• _Position identification items_
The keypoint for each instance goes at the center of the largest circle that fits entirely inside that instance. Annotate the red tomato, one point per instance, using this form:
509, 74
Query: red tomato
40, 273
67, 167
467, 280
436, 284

• _What the exercise asks_
Extract every line of the items above and reproduce each one unchanged.

• _Full output_
The keypoint for each instance goes at the center of the largest circle that fits entirely inside that instance. Annotate the red tomato, one point per instance, using this form:
509, 74
Query: red tomato
40, 273
67, 167
467, 280
436, 284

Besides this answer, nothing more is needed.